Texte fourni:
——
Un exemple :
Une passion sans illusion est-elle possible ?

 


La haine nous conduit à sous-estimer celui que nous avons en aversion. Un tel sentiment semble nous interdire de prendre en compte les aspects positifs, toujours possibles, chez une personne. De même, l'amour nous conduit à surestimer l'objet de notre préférence. Il semble donc y avoir un lien nécessaire entre la passion et une sorte d'aveuglement, souvent nommé "illusion" à cause d'une (dé)valorisation excessive de ce qui est réel. En ce sens, la passion est voisine de la folie, au sens grec de "para-noîa", "pensée-à côté de, en marge de-ce qui est réel" : le passionné comme le fou semblent vivre dans un monde qui n'appartient qu'à eux. Seulement, sans passion, pour nous, le réel se fige. Nous savons bien que très souvent, il ne suffit pas d'arguments raisonnables pour nous pousser à une action. On se prend alors à souhaiter des passions qui auraient la puissance de nous enthousiasmer pour l'action tout en ne nous dérobant pas au réel. Une passion sans illusion est-elle donc possible ? Comment savoir qu'une telle passion n'est pas elle-même illusoire si l'expérience que nous en avons nous abuse par nature ?

1/Il convient alors de nous demander : En quel sens y a-t-il un lien entre passion et illusion ? Qu'est-ce qui détermine leur rapprochement ?

2/ Ensuite : ce lien est-il vraiment nécessaire ?

3/ Enfin : est-ce que l'exercice de la lucidité revient à se rendre insensible à toute forme d'affectivité ?



I/
Le lien passion/illusion


a) Pour savoir ce qui détermine le rapprochement passion/illusion, nous devons nous demander ce qui dans cette relation est premier. Nous y voyons de fait une relation de cause à effet et non pas une identité car il est possible de s'illusionner sur un objet qui ne nous affecte pas, comme la distance du soleil qui nous imaginons être de 200 pieds, ainsi que le signale Spinoza (Ethique II, scol. de la prop. 35). L'illusion concerne avant tout notre jugement intellectuel, elle est "préjugé", jugement trop rapide que nous formulons sans réel souci critique. La passion est d'abord d'ordre affectif, elle requiert uniquement la présence extérieure d'un objet propre à nous émouvoir de façon prolongée.
——
Consigne donnée a:
Mettez en CSV à deux colonnes, « requête » et « réponse », la liste depuis son début jusqu'à la ligne contenant « [[79, 461]] », incluse. Chaque couple formera une ligne, avec chaque champ entre guillemets et les sauts de ligne remplacés par des espaces.
Ce texte et la liste qui suit n'ont aucun rapport entre eux.
——
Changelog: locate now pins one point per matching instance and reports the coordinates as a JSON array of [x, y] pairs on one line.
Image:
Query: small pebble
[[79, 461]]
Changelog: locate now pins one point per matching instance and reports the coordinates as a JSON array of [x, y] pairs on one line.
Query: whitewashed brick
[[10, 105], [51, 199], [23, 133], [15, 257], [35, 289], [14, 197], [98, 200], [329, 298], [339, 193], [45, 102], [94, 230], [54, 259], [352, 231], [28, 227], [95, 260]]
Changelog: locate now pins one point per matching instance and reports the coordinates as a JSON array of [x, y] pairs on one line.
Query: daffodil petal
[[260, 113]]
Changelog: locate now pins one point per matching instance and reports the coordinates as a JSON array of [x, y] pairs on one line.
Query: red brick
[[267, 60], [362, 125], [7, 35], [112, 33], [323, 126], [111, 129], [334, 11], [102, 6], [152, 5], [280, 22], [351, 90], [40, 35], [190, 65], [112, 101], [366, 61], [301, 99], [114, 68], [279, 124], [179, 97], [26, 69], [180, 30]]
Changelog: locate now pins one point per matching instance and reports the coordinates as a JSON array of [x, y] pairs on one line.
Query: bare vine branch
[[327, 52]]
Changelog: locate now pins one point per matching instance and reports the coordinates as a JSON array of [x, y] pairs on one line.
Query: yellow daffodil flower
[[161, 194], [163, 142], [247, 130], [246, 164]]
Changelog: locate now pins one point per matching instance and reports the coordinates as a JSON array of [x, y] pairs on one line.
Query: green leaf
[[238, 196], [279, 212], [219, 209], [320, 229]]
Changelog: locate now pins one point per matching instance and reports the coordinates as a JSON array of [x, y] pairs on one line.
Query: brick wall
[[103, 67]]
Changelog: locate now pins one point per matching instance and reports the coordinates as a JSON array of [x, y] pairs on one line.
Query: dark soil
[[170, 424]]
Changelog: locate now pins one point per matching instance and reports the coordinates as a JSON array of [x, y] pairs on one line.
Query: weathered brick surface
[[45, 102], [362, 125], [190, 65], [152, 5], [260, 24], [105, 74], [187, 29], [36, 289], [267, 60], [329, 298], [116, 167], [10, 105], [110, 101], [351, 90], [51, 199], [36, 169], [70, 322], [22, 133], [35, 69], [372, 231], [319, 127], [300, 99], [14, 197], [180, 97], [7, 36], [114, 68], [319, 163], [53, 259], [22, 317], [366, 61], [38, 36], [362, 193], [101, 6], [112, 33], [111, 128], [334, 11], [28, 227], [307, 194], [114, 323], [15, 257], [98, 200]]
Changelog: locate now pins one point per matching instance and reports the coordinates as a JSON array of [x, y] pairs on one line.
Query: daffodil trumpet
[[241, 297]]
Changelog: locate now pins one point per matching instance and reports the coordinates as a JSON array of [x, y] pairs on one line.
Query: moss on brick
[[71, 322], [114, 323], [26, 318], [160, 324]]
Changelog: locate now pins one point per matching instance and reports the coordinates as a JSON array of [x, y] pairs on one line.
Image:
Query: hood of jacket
——
Consigne donnée b:
Affichez tel quel le passage du texte sur la passion et l'illusion compris entre « 1/Il convient alors » et « vraiment nécessaire ? », bornes incluses.

Réponse complète a:
requête,réponse
"Changelog: locate now pins one point per matching instance and reports the coordinates as a JSON array of [x, y] pairs on one line. Image: Query: small pebble","[[79, 461]]"

Réponse complète b:
1/Il convient alors de nous demander : En quel sens y a-t-il un lien entre passion et illusion ? Qu'est-ce qui détermine leur rapprochement ?

2/ Ensuite : ce lien est-il vraiment nécessaire ?